• _Directions_: Below are some records. Set each one down exactly as it reads.

══════════════════════════════

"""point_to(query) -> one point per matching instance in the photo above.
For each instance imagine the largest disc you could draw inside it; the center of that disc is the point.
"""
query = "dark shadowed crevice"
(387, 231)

══════════════════════════════

• _Task output_:
"""point_to(query) -> one point per matching instance in the photo above.
For each instance imagine the largest disc you could draw inside it; the center of that disc is the point.
"""
query = "dark shadowed crevice"
(387, 231)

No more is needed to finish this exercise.